BEGIN
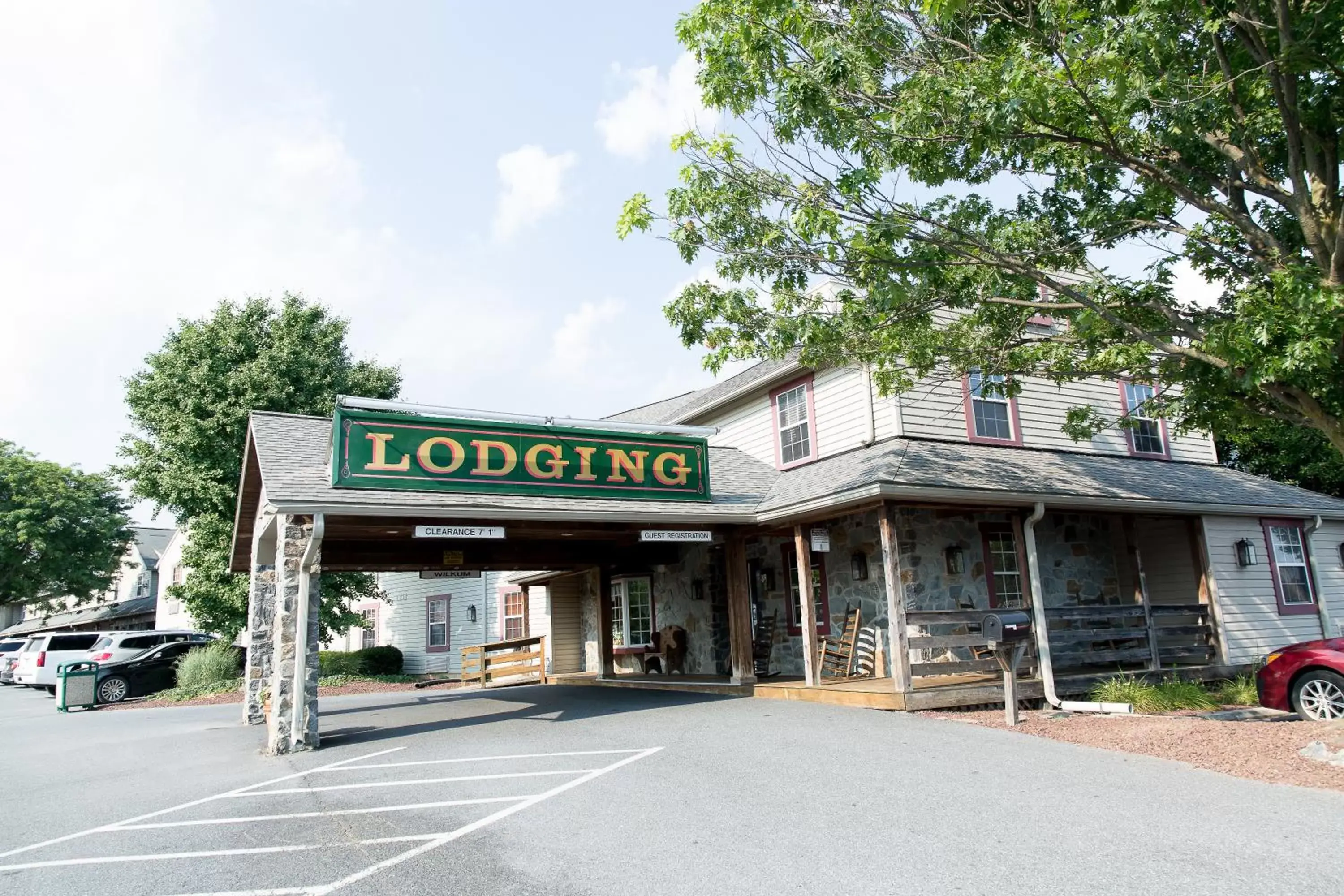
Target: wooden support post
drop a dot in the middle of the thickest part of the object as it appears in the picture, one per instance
(605, 653)
(897, 630)
(807, 606)
(1207, 585)
(1136, 571)
(740, 612)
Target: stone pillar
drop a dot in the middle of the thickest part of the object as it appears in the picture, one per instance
(293, 536)
(261, 613)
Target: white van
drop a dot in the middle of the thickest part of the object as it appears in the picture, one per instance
(45, 652)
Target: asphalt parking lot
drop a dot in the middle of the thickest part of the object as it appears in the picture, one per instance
(582, 790)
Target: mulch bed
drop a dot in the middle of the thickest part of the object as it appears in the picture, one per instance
(1257, 750)
(236, 696)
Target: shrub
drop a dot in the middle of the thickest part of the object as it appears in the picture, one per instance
(1238, 692)
(217, 663)
(381, 661)
(339, 663)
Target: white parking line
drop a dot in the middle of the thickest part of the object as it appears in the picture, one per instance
(413, 782)
(320, 814)
(189, 805)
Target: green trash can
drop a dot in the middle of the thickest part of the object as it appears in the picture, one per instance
(77, 685)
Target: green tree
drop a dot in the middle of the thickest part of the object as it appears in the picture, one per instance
(190, 409)
(961, 168)
(62, 532)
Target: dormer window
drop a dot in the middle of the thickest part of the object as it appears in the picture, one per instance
(1148, 436)
(991, 416)
(795, 424)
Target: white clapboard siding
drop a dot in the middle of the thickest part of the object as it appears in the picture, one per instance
(566, 628)
(1330, 566)
(1250, 618)
(1167, 552)
(408, 629)
(936, 409)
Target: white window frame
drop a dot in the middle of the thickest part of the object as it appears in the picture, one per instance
(975, 386)
(800, 413)
(621, 612)
(1135, 410)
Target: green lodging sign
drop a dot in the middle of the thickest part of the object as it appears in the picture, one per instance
(374, 450)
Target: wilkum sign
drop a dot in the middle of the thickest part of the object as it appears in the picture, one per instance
(373, 450)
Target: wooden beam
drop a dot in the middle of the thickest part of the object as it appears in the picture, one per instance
(807, 606)
(740, 612)
(898, 633)
(605, 653)
(1136, 566)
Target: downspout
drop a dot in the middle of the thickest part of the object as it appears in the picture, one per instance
(1322, 609)
(870, 424)
(1039, 625)
(306, 569)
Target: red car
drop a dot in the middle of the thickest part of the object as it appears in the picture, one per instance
(1307, 679)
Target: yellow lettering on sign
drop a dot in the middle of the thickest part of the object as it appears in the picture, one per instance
(676, 476)
(483, 457)
(379, 461)
(554, 468)
(425, 454)
(625, 464)
(585, 453)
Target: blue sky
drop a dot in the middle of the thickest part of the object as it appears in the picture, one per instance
(447, 175)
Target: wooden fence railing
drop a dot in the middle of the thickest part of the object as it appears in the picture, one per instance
(506, 663)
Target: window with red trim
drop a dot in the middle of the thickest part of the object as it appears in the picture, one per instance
(1289, 567)
(437, 624)
(1148, 435)
(991, 414)
(515, 616)
(1003, 569)
(795, 424)
(819, 591)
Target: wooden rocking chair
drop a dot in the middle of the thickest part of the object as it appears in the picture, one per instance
(762, 648)
(838, 653)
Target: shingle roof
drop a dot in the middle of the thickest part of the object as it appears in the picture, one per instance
(685, 408)
(84, 616)
(292, 453)
(293, 450)
(955, 469)
(151, 542)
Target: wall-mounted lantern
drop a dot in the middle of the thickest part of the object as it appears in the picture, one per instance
(859, 566)
(955, 559)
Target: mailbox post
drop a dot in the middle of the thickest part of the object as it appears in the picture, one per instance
(1008, 634)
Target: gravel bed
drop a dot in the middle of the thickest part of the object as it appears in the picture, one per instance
(236, 696)
(1257, 750)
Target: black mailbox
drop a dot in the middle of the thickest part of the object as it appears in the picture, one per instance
(1006, 626)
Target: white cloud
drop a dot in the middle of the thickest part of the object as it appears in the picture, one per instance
(533, 187)
(582, 338)
(654, 109)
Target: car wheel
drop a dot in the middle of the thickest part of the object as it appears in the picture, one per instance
(1319, 696)
(113, 689)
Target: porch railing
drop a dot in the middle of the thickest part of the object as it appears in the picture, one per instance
(956, 637)
(514, 661)
(1117, 634)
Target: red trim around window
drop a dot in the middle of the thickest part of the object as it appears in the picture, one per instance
(971, 418)
(1129, 433)
(824, 620)
(986, 531)
(448, 629)
(1291, 609)
(812, 424)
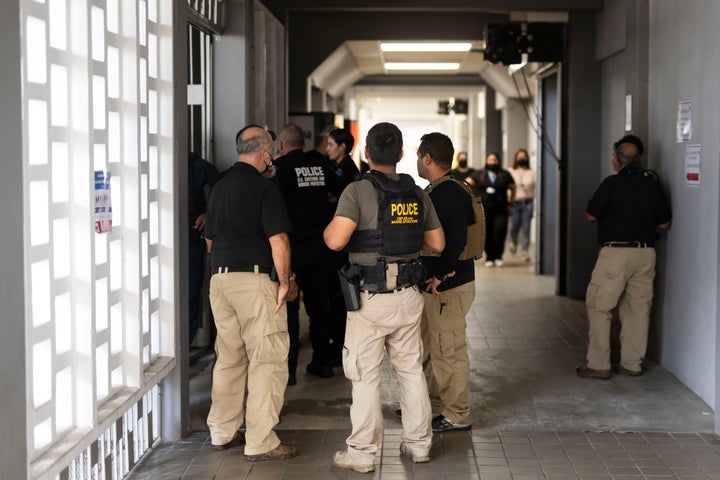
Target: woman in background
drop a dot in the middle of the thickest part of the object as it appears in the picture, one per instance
(522, 210)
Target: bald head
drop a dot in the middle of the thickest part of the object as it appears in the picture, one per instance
(253, 139)
(291, 138)
(627, 154)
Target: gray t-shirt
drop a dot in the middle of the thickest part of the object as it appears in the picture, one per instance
(358, 202)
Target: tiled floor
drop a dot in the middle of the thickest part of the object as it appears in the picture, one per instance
(533, 418)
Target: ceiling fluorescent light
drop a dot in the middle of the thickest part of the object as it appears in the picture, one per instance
(425, 47)
(422, 66)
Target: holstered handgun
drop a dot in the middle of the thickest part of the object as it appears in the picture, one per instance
(349, 277)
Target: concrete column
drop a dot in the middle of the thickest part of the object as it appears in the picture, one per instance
(13, 388)
(493, 124)
(515, 127)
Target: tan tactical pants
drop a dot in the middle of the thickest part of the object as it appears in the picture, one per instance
(252, 348)
(622, 277)
(445, 357)
(386, 322)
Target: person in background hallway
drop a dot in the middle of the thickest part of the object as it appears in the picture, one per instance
(383, 242)
(339, 147)
(630, 209)
(200, 173)
(449, 288)
(319, 152)
(494, 184)
(246, 232)
(307, 185)
(522, 210)
(462, 171)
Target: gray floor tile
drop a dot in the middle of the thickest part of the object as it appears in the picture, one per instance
(534, 418)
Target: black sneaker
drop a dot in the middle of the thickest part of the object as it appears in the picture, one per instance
(442, 424)
(322, 371)
(238, 439)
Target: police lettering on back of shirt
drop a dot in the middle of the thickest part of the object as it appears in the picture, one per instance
(310, 176)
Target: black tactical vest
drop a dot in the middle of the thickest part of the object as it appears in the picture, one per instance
(401, 218)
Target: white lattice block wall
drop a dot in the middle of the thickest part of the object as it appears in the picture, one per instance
(97, 97)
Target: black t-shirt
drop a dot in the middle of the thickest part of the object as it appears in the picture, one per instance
(454, 209)
(305, 183)
(493, 193)
(244, 210)
(629, 206)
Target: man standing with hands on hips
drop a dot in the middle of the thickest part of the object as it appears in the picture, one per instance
(384, 220)
(246, 232)
(449, 287)
(629, 208)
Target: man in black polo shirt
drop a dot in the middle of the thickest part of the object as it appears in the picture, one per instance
(447, 298)
(246, 232)
(307, 184)
(630, 208)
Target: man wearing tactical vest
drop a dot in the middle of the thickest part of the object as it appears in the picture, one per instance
(449, 287)
(384, 220)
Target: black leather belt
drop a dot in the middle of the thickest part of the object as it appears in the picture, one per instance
(397, 289)
(244, 268)
(635, 244)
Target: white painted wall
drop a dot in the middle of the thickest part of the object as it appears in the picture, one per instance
(684, 66)
(681, 67)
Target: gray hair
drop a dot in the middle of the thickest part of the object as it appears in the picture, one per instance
(252, 144)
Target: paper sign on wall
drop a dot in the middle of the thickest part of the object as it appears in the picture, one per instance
(684, 122)
(692, 165)
(103, 207)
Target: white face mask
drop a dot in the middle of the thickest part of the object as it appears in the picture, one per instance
(270, 167)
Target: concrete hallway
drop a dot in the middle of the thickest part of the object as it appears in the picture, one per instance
(533, 418)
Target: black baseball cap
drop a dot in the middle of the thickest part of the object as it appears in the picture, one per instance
(254, 125)
(633, 140)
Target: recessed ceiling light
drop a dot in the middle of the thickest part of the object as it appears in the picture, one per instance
(425, 46)
(422, 66)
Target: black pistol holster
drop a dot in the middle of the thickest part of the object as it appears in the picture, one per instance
(349, 277)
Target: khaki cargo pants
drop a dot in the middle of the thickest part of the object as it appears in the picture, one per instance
(386, 322)
(252, 349)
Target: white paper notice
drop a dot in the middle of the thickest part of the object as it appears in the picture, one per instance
(103, 208)
(684, 124)
(692, 165)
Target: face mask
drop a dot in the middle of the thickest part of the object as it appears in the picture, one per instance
(269, 169)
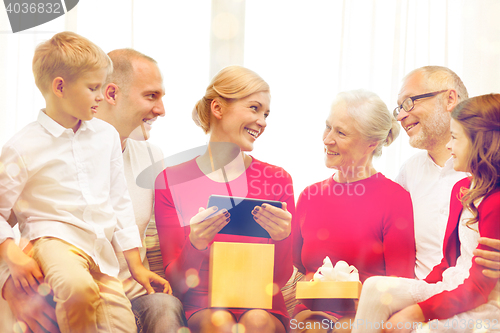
END
Look above for the line that contains "Target: window with red trim". Starting there, transcribe every line exactly until you have copied the line that contains "Target: shingle roof".

Target: window with red trim
drop a dot in the middle of the thickest part of the object as it appears in the picture, one per instance
(1289, 567)
(437, 624)
(1148, 435)
(991, 414)
(515, 616)
(1003, 569)
(795, 424)
(819, 591)
Target: wooden rocking chair
drop a dot in the middle of the thickest part of the object as it appears in the picture, one per instance
(762, 648)
(838, 653)
Target: shingle roof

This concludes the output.